▶ _Exercise data_:
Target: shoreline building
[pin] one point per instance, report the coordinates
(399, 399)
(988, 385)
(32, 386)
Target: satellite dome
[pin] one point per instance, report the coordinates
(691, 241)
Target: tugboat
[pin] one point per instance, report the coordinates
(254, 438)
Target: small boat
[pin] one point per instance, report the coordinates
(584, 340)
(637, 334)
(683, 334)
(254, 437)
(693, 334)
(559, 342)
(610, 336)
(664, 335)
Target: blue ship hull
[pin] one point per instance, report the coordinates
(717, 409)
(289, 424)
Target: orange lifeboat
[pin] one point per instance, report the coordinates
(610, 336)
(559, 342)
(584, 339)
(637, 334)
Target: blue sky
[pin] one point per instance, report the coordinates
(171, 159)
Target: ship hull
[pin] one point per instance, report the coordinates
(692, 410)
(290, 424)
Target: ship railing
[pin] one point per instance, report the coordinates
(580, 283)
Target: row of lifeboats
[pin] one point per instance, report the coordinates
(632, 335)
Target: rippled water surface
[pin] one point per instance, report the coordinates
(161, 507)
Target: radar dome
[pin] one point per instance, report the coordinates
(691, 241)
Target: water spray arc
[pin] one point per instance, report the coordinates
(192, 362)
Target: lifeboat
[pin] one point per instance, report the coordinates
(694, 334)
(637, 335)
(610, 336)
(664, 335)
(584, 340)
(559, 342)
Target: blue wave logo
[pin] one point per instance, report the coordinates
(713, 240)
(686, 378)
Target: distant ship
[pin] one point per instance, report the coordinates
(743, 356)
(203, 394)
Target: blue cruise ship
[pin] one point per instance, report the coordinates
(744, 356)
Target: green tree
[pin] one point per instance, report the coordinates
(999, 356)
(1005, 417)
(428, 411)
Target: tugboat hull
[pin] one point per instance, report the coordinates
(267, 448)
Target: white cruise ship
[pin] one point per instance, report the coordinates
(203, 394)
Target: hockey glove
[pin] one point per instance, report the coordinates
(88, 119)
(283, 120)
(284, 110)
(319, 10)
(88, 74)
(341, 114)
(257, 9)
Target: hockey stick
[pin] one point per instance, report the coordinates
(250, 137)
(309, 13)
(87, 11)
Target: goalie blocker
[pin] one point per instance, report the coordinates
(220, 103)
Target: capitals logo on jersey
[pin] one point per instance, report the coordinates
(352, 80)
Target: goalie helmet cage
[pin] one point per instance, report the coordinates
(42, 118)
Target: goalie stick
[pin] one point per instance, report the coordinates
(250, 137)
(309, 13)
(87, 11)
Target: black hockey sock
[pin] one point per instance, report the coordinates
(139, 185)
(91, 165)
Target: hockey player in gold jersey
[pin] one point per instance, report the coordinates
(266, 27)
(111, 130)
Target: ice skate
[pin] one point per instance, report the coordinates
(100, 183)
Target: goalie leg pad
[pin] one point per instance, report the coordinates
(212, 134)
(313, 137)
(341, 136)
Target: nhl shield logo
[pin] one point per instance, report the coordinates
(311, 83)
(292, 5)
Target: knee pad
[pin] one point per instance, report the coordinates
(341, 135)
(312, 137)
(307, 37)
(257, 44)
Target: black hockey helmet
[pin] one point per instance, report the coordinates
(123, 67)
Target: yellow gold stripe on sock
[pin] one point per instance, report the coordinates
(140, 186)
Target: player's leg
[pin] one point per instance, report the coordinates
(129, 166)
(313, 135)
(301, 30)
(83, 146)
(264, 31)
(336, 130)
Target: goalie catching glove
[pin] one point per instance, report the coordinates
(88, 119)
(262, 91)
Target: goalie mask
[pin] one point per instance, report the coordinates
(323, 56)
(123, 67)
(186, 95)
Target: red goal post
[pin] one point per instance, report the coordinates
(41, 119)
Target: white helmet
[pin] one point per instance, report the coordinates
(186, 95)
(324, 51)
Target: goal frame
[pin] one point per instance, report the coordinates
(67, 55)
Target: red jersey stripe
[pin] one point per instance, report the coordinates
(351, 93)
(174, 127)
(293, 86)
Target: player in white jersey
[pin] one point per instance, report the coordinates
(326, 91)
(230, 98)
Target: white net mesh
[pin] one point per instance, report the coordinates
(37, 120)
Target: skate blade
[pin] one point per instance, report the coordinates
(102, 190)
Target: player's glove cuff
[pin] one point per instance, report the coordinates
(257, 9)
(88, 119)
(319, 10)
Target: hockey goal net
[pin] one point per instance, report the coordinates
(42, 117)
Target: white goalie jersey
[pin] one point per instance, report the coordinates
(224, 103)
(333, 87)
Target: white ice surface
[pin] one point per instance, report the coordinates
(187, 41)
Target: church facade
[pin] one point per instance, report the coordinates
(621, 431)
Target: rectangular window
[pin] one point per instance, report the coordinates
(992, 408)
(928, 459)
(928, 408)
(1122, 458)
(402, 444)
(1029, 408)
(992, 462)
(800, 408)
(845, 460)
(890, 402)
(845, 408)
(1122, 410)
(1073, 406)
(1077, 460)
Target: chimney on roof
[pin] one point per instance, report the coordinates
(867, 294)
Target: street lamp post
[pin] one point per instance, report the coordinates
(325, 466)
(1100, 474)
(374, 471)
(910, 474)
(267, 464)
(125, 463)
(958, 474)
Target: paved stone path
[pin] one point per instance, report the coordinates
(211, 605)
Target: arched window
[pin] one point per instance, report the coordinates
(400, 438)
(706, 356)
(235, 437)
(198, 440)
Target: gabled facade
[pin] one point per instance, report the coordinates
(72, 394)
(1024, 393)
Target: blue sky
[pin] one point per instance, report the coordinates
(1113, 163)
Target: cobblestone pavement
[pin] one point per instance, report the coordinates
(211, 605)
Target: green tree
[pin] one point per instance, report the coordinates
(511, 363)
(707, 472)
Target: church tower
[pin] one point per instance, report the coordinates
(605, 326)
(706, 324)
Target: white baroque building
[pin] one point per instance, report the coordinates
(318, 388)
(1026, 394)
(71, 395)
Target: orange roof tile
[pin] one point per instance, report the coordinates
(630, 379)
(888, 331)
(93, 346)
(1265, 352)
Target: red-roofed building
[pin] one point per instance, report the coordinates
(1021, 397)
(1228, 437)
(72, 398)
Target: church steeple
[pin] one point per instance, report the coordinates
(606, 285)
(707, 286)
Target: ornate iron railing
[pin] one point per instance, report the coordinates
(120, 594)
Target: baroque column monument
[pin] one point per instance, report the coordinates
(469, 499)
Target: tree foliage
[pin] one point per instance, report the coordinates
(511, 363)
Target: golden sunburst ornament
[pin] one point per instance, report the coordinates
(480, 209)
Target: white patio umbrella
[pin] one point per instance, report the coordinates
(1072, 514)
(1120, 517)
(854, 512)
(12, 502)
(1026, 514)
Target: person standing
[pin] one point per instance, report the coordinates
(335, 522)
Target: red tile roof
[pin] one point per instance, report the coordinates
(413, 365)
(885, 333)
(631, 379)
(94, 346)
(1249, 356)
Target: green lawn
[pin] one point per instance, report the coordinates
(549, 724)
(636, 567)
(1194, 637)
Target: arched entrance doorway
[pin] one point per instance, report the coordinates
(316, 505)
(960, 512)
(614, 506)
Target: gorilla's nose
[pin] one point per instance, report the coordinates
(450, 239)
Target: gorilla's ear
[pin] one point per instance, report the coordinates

▶ _What is needed_: Find the line that contains "Target: person standing" in the listing above. Retype it and every line after it up to the last, exactly, and nothing else.

▶ _The response_:
Target: person standing
[pin] one point per instance, report the coordinates
(335, 522)
Target: red tile roof
[pin] one point per instance, report the coordinates
(413, 365)
(885, 333)
(631, 379)
(94, 346)
(1249, 356)
Target: green lawn
[pin] one point per instance, report the coordinates
(549, 724)
(636, 567)
(1194, 637)
Target: arched entrance doorway
[pin] one point per instance, report the coordinates
(316, 505)
(960, 512)
(614, 506)
Target: gorilla's nose
[pin] one point per instance, report the coordinates
(450, 239)
Target: gorilla's ear
[pin] one point per instance, report the coordinates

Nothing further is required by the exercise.